## Short problem
Can you reproduce the entries starting at the line that contains "Task: point out each instance of the forested" and ending at the last line of the entries, requests included, with every coordinate in the answers adjusted by -19? Return only those lines.

* * * * * * * * *

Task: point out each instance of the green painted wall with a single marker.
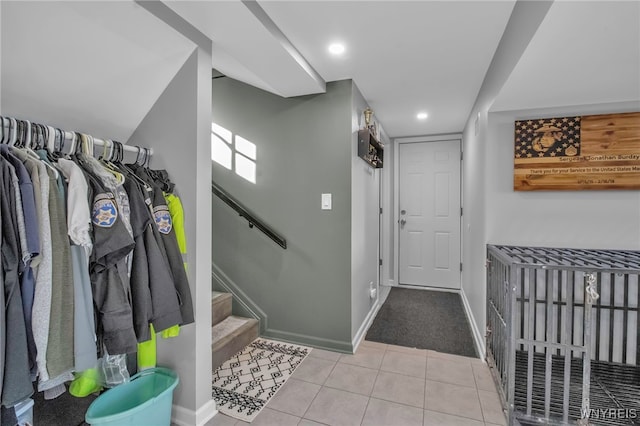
(303, 149)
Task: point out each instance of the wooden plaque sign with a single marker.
(574, 153)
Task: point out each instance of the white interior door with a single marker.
(429, 214)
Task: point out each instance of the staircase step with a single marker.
(220, 306)
(230, 336)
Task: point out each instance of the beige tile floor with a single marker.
(383, 385)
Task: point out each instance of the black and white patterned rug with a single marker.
(244, 384)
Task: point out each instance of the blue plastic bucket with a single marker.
(145, 400)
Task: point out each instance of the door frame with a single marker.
(396, 200)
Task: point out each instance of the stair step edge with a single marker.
(219, 297)
(235, 325)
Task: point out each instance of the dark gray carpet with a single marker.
(66, 410)
(424, 319)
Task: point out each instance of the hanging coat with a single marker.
(17, 380)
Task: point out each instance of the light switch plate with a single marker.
(326, 201)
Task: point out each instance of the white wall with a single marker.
(365, 229)
(522, 26)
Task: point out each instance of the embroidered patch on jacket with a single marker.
(163, 219)
(104, 212)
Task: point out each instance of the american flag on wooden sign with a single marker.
(552, 137)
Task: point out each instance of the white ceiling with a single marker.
(583, 53)
(95, 67)
(404, 56)
(410, 56)
(99, 66)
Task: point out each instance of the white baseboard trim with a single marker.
(362, 331)
(478, 337)
(184, 417)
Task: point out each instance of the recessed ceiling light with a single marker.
(336, 48)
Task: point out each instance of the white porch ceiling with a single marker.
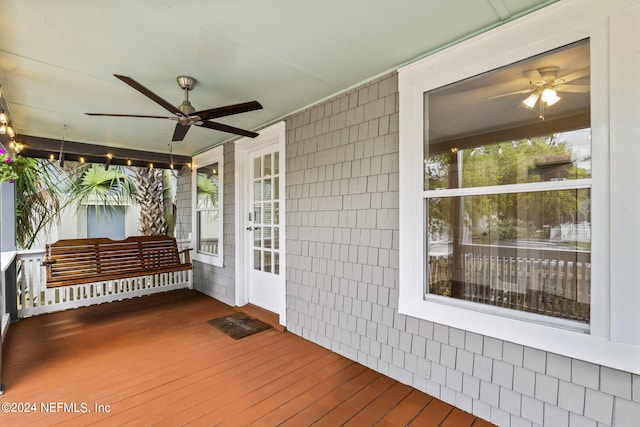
(57, 58)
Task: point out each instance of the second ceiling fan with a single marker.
(185, 115)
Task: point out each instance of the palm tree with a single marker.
(150, 197)
(105, 188)
(38, 198)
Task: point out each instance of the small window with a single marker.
(207, 190)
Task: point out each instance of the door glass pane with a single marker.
(257, 191)
(257, 212)
(257, 167)
(257, 237)
(266, 212)
(268, 219)
(267, 165)
(267, 262)
(276, 237)
(267, 237)
(267, 194)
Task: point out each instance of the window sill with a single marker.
(567, 342)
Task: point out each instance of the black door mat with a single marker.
(239, 325)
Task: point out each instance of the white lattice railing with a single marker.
(35, 298)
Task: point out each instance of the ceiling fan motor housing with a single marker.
(186, 82)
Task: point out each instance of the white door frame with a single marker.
(272, 135)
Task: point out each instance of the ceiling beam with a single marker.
(47, 148)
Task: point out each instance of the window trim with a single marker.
(511, 43)
(209, 157)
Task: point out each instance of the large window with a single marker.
(507, 177)
(207, 189)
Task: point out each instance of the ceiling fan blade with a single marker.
(228, 129)
(149, 94)
(573, 76)
(229, 110)
(518, 92)
(533, 75)
(180, 131)
(130, 115)
(573, 88)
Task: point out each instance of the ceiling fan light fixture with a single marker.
(531, 100)
(549, 96)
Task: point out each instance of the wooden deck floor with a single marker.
(155, 361)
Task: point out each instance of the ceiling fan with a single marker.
(545, 85)
(185, 114)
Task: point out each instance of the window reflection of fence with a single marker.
(571, 233)
(556, 283)
(209, 246)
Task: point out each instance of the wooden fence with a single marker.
(552, 282)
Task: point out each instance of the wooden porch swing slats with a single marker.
(75, 261)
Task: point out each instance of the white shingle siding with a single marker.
(342, 226)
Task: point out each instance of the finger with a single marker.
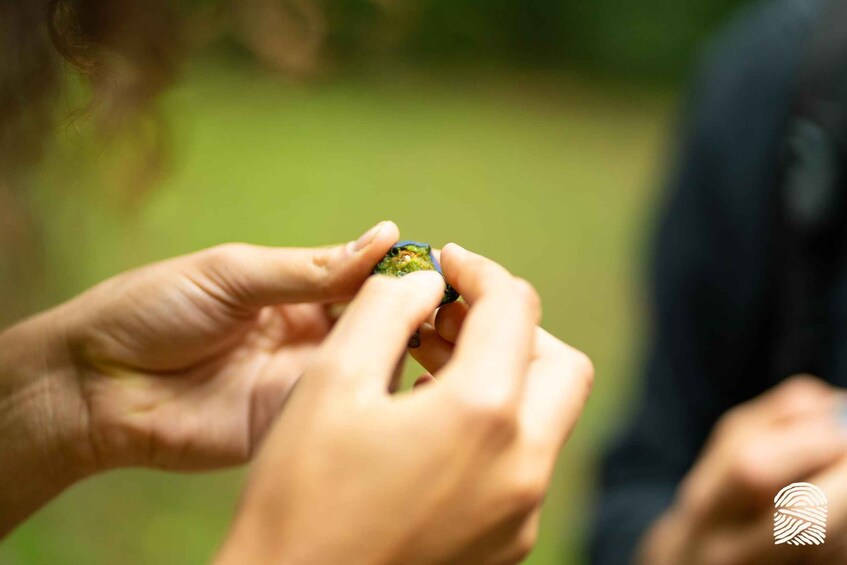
(449, 320)
(424, 380)
(796, 397)
(397, 375)
(433, 352)
(251, 276)
(495, 346)
(833, 482)
(559, 382)
(370, 338)
(744, 475)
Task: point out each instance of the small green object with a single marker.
(409, 256)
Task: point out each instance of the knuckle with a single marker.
(322, 273)
(526, 494)
(525, 543)
(492, 413)
(380, 285)
(225, 254)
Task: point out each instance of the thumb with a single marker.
(252, 276)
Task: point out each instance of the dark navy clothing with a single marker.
(711, 344)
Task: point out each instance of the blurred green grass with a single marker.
(548, 174)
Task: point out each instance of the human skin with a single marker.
(177, 365)
(723, 513)
(185, 364)
(452, 472)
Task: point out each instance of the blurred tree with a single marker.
(647, 38)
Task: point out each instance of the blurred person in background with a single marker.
(189, 363)
(750, 283)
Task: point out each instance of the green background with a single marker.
(546, 159)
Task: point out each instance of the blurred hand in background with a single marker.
(724, 508)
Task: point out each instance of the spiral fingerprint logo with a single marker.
(800, 517)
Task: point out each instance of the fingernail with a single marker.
(367, 237)
(455, 248)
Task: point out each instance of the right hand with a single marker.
(723, 511)
(450, 472)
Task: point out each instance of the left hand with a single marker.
(177, 365)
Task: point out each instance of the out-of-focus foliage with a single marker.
(645, 38)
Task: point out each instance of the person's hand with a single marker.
(724, 508)
(451, 472)
(177, 365)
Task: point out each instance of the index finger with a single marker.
(495, 346)
(371, 336)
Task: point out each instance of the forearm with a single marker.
(43, 444)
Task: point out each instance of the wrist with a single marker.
(43, 420)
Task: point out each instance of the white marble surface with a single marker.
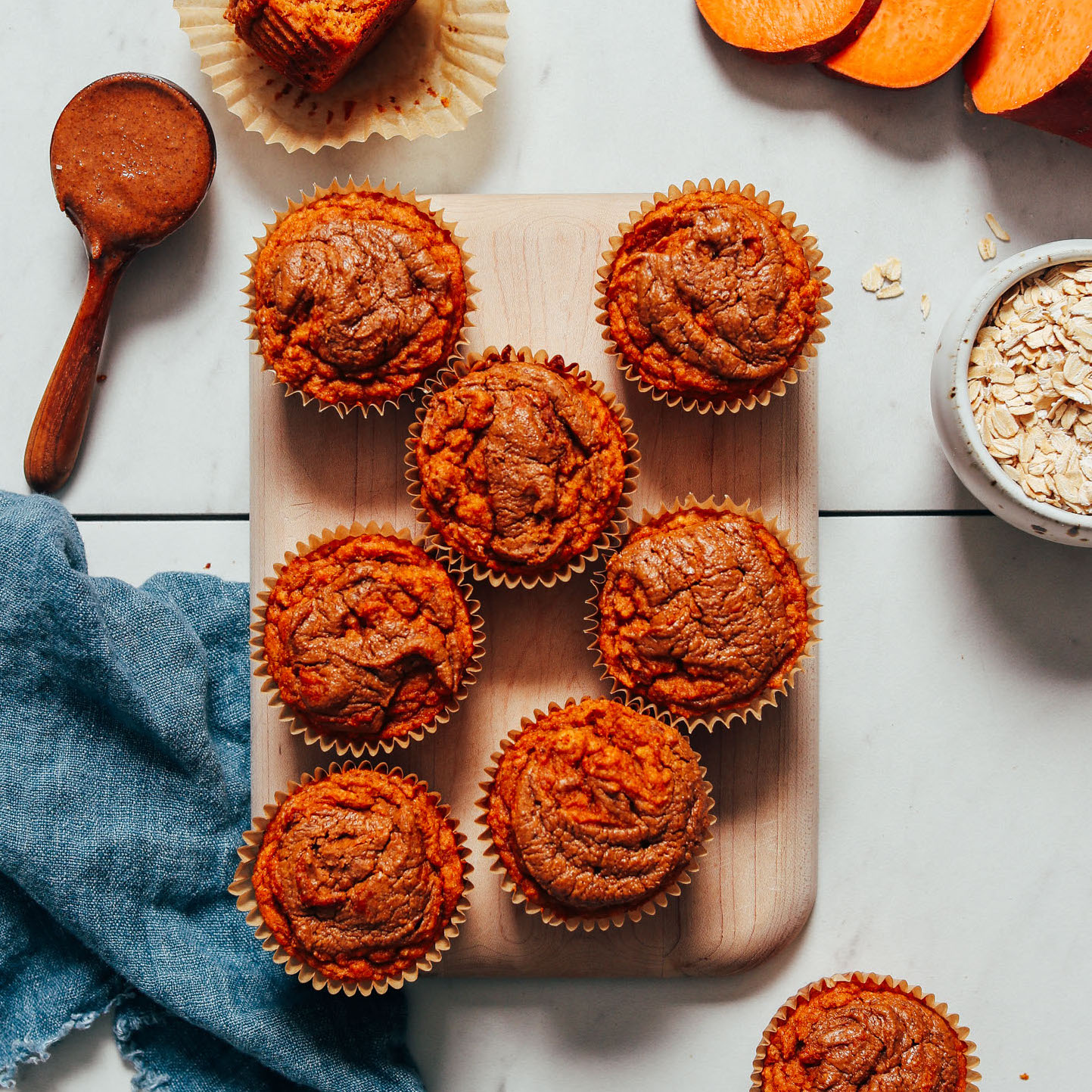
(957, 670)
(618, 95)
(957, 675)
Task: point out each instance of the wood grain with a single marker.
(537, 260)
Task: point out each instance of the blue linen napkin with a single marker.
(125, 751)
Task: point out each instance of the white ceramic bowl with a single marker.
(951, 401)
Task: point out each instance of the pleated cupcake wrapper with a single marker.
(761, 702)
(350, 187)
(574, 921)
(774, 387)
(611, 532)
(296, 724)
(860, 978)
(246, 900)
(428, 76)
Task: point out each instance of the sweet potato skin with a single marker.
(805, 54)
(1065, 110)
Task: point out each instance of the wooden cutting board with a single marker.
(535, 260)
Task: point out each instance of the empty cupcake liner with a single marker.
(888, 983)
(347, 744)
(776, 387)
(428, 76)
(761, 702)
(574, 922)
(246, 900)
(611, 533)
(350, 187)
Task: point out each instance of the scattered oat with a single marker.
(1030, 384)
(873, 281)
(997, 229)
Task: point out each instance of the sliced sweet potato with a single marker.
(912, 42)
(789, 31)
(1033, 64)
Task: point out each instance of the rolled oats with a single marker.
(1030, 384)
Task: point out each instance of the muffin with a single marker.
(367, 638)
(702, 611)
(596, 811)
(863, 1033)
(710, 296)
(357, 298)
(315, 44)
(360, 876)
(521, 463)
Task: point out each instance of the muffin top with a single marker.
(853, 1038)
(710, 296)
(596, 808)
(359, 297)
(359, 875)
(700, 611)
(367, 636)
(522, 464)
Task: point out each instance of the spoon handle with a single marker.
(58, 426)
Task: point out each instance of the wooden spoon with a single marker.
(132, 157)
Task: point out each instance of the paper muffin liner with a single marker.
(345, 744)
(611, 534)
(431, 71)
(761, 702)
(888, 983)
(250, 291)
(574, 922)
(246, 900)
(774, 387)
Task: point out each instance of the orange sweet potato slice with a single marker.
(1033, 64)
(912, 42)
(789, 31)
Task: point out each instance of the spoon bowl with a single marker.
(132, 157)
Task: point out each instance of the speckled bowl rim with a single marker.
(574, 922)
(771, 695)
(954, 418)
(296, 724)
(250, 290)
(246, 900)
(773, 387)
(611, 531)
(888, 983)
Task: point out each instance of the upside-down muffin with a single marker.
(864, 1038)
(359, 297)
(367, 638)
(313, 44)
(711, 297)
(522, 464)
(359, 875)
(702, 611)
(596, 809)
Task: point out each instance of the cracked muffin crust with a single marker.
(702, 611)
(596, 809)
(359, 875)
(864, 1038)
(313, 44)
(367, 636)
(359, 297)
(522, 464)
(710, 296)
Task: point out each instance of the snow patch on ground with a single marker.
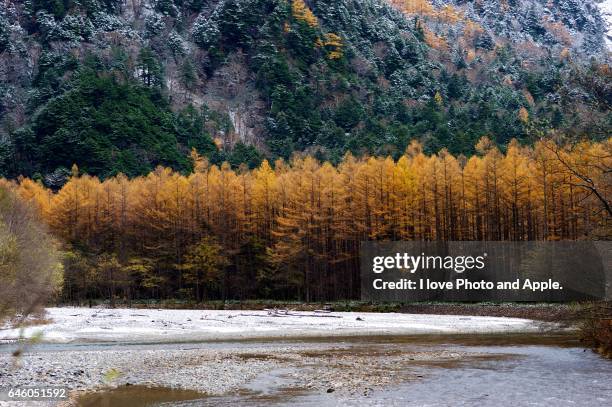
(157, 325)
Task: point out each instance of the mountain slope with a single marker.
(122, 87)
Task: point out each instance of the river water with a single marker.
(508, 371)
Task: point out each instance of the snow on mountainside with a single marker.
(573, 24)
(606, 11)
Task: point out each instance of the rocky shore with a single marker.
(315, 367)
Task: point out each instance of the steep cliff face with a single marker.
(124, 85)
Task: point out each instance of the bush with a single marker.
(30, 267)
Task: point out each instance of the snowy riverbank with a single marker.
(156, 325)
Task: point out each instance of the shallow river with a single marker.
(507, 371)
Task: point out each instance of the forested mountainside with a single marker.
(123, 86)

* * * * * * * * *

## Reply
Task: point out each instance of the forested mountainside with a single marker.
(104, 67)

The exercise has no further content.